*WHAT THE TASK REQUIRES*: Copy out the entries below in full and exactly.

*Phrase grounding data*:
-- -- --
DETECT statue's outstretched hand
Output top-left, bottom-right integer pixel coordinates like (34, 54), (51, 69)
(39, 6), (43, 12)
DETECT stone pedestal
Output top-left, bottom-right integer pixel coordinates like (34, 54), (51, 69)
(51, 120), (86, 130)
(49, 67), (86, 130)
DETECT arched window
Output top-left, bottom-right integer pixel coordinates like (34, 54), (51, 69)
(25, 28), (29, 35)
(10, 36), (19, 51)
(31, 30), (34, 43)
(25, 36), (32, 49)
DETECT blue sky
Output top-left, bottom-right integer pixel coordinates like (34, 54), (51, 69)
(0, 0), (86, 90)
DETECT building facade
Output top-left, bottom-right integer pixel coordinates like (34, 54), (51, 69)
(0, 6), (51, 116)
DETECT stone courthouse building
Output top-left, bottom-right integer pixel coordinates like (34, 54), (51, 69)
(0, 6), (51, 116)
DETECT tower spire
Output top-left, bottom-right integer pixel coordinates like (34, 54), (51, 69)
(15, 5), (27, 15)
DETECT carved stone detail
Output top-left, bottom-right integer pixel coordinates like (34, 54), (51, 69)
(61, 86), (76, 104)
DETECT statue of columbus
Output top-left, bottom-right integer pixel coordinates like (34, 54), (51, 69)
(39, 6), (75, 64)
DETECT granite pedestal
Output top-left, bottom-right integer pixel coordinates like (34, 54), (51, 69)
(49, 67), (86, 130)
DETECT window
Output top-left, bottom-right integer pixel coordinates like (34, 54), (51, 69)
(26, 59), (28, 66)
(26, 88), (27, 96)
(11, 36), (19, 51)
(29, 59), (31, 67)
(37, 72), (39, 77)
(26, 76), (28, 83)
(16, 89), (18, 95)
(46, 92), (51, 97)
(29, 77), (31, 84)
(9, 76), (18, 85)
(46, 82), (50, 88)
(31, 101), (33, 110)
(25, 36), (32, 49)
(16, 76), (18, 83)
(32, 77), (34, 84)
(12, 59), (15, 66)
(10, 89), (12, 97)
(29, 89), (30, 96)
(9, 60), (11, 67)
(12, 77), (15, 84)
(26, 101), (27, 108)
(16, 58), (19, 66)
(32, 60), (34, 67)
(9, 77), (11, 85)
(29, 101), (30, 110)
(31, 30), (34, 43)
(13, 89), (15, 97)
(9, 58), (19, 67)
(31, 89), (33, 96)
-- -- --
*RESPONSE TO THE EXERCISE*:
DETECT statue's outstretched hand
Output top-left, bottom-right integer pixel coordinates like (34, 54), (51, 69)
(39, 6), (43, 12)
DETECT stone pedestal
Output top-left, bottom-right integer pixel coordinates like (34, 54), (51, 69)
(51, 120), (86, 130)
(49, 67), (86, 130)
DETECT arched window
Output top-left, bottom-right integer pixel coordinates like (34, 54), (51, 69)
(25, 28), (29, 35)
(10, 36), (19, 51)
(31, 30), (34, 43)
(25, 36), (32, 49)
DETECT blue sky
Output top-left, bottom-right integer pixel coordinates like (34, 54), (51, 69)
(0, 0), (86, 90)
DETECT building facade
Output top-left, bottom-right integer pixel coordinates like (34, 54), (51, 69)
(0, 6), (51, 116)
DETECT stone courthouse building
Output top-left, bottom-right integer pixel coordinates like (34, 54), (51, 69)
(0, 6), (51, 116)
DETECT tower spire
Output top-left, bottom-right integer pixel coordinates like (34, 54), (51, 69)
(15, 5), (27, 15)
DETECT carved stone detail
Output top-left, bottom-right integer pixel coordinates like (34, 54), (51, 69)
(61, 86), (76, 104)
DETECT statue of columbus
Output top-left, bottom-right integer pixel coordinates like (34, 54), (51, 69)
(39, 6), (75, 64)
DETECT granite pedestal
Output top-left, bottom-right integer pixel coordinates like (34, 54), (51, 69)
(49, 67), (86, 130)
DETECT window
Output top-left, bottom-right integer pixel coordinates like (34, 54), (51, 69)
(26, 59), (28, 66)
(26, 88), (27, 96)
(11, 36), (19, 51)
(29, 59), (31, 67)
(37, 72), (39, 77)
(26, 76), (28, 83)
(16, 89), (18, 95)
(46, 92), (51, 97)
(29, 77), (31, 84)
(9, 76), (18, 85)
(46, 82), (50, 88)
(31, 101), (33, 110)
(25, 36), (32, 49)
(16, 76), (18, 83)
(32, 77), (34, 84)
(12, 59), (15, 66)
(10, 89), (12, 97)
(29, 89), (30, 96)
(9, 60), (11, 67)
(12, 77), (15, 84)
(26, 101), (27, 108)
(16, 58), (19, 66)
(32, 60), (34, 67)
(9, 77), (11, 85)
(29, 101), (30, 110)
(31, 30), (34, 43)
(13, 89), (15, 97)
(9, 58), (19, 67)
(31, 89), (33, 96)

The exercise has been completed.